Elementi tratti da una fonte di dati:
⁂
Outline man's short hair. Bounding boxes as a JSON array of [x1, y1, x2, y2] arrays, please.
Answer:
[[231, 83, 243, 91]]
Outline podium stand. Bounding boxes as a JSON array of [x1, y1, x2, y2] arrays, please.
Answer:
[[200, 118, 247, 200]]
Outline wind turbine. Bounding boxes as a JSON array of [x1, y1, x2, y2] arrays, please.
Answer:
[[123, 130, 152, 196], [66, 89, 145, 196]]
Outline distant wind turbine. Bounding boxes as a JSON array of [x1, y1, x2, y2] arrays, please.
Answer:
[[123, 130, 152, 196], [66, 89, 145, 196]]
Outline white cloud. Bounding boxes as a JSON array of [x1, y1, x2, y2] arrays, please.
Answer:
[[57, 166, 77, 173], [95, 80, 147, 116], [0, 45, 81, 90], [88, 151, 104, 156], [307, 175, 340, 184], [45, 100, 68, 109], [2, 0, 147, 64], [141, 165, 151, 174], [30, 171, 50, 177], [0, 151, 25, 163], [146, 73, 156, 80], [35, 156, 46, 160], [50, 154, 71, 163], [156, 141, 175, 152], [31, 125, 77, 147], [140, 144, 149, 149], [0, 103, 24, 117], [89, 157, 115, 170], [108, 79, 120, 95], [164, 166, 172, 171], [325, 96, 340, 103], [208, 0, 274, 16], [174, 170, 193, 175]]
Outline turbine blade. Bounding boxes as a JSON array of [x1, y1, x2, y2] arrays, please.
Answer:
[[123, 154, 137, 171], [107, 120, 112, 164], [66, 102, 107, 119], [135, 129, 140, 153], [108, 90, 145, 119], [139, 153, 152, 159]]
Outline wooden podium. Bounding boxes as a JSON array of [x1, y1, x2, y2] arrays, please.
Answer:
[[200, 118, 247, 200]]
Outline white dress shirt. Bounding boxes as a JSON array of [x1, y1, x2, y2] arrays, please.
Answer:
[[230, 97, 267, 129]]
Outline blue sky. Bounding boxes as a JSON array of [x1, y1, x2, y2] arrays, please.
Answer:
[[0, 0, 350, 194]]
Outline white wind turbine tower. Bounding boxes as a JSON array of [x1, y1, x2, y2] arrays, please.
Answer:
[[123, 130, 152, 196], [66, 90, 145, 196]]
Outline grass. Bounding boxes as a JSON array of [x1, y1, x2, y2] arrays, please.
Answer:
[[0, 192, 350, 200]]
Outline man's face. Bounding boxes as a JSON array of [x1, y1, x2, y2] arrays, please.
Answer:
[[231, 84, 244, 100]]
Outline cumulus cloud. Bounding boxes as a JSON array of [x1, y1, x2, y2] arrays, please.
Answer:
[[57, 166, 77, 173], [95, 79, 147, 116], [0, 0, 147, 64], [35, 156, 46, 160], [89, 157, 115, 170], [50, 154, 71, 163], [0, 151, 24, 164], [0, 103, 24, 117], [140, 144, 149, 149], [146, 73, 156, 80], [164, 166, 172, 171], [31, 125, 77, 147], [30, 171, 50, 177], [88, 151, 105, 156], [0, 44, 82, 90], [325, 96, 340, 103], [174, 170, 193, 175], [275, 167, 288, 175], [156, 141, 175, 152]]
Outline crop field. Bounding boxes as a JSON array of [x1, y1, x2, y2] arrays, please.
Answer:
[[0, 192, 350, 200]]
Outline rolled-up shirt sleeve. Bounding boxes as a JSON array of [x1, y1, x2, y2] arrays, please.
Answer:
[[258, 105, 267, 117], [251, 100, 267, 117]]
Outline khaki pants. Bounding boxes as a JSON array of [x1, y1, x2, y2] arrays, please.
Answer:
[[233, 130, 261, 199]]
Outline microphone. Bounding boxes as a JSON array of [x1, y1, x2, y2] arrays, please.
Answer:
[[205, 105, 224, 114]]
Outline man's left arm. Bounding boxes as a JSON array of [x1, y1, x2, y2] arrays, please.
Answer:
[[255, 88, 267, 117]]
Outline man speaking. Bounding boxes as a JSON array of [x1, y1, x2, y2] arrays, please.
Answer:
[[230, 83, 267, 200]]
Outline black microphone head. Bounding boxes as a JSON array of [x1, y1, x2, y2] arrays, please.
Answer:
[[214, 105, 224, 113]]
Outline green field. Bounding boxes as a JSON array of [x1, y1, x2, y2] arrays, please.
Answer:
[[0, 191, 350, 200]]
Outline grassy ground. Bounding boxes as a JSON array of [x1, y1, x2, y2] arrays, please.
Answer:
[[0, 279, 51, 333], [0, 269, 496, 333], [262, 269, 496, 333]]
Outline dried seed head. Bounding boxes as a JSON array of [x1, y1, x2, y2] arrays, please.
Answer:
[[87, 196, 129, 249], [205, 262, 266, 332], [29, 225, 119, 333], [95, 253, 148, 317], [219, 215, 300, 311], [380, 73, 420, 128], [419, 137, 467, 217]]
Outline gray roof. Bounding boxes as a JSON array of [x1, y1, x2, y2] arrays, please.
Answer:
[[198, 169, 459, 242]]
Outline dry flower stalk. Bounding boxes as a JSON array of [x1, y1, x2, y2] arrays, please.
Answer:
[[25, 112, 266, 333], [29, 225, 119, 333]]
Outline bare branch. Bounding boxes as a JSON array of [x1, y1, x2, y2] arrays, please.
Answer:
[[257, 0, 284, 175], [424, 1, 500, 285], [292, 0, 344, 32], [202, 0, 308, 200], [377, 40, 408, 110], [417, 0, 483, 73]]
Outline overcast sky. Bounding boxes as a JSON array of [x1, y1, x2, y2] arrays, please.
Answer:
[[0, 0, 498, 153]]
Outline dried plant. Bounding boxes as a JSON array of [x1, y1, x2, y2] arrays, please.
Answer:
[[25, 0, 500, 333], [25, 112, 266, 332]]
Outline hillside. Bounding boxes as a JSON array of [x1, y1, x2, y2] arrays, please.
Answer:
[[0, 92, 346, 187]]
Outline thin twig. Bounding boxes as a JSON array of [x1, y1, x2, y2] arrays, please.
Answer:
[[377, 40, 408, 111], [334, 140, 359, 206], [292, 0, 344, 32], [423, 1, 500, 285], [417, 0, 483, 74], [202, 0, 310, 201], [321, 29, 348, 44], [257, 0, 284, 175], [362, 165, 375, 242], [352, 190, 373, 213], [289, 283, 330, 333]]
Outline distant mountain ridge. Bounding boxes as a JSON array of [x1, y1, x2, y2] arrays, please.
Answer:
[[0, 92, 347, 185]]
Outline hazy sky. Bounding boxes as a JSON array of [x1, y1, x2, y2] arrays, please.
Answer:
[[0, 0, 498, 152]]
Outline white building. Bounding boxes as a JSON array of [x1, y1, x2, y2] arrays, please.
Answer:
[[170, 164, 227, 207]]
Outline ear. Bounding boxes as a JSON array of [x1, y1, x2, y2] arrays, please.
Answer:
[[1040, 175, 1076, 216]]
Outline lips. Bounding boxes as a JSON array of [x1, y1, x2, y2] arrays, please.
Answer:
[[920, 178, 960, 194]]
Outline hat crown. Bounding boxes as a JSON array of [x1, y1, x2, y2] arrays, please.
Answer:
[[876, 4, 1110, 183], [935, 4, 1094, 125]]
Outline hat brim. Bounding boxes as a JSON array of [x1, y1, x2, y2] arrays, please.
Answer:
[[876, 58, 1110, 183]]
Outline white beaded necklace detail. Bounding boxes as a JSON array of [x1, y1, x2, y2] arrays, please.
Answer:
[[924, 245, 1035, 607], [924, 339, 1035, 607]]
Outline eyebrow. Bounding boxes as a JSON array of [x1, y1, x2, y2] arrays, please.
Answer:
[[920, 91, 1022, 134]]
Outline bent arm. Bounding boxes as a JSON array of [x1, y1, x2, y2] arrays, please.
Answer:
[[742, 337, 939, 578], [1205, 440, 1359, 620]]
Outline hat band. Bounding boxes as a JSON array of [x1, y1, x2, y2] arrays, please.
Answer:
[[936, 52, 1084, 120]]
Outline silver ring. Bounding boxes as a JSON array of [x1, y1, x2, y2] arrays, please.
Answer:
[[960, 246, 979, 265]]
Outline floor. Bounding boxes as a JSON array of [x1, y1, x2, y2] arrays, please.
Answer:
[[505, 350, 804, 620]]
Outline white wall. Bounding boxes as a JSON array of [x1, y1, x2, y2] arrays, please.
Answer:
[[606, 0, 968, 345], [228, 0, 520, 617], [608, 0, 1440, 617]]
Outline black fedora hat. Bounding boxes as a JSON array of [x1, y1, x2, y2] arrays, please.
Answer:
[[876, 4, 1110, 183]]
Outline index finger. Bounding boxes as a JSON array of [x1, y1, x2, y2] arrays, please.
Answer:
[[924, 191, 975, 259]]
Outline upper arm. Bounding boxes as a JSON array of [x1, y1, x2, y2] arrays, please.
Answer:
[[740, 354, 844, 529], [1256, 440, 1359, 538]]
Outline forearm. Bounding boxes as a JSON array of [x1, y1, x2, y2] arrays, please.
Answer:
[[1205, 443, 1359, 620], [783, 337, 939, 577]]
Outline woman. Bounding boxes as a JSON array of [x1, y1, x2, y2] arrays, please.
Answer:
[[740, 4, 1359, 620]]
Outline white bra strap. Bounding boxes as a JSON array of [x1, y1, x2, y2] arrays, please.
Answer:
⁂
▸ **CONSEGNA**:
Ripeti senza modifiche le righe che vanno dalla riga con "Outline dried plant." alla riga con "283, 330, 333]]", entrambe comprese.

▸ **ESERCIZIO SVOLTO**:
Outline dried plant. Bounding boxes as a JSON array of [x1, y1, x2, y2] arrays, please.
Answer:
[[25, 0, 500, 333], [25, 112, 266, 332]]
Outline hillside. Bounding boxes as a JSON array of [x1, y1, x2, y2] arrays, please.
Answer:
[[0, 92, 346, 187]]
Outline thin twig. Bounding boxes as a JSON array of [x1, y1, x2, y2] arrays, please.
Answer:
[[377, 40, 408, 111], [334, 140, 359, 206], [292, 0, 344, 32], [423, 1, 500, 285], [417, 0, 483, 74], [202, 0, 310, 201], [321, 29, 348, 44], [257, 0, 284, 175], [362, 165, 375, 242], [352, 190, 373, 213], [289, 283, 330, 333]]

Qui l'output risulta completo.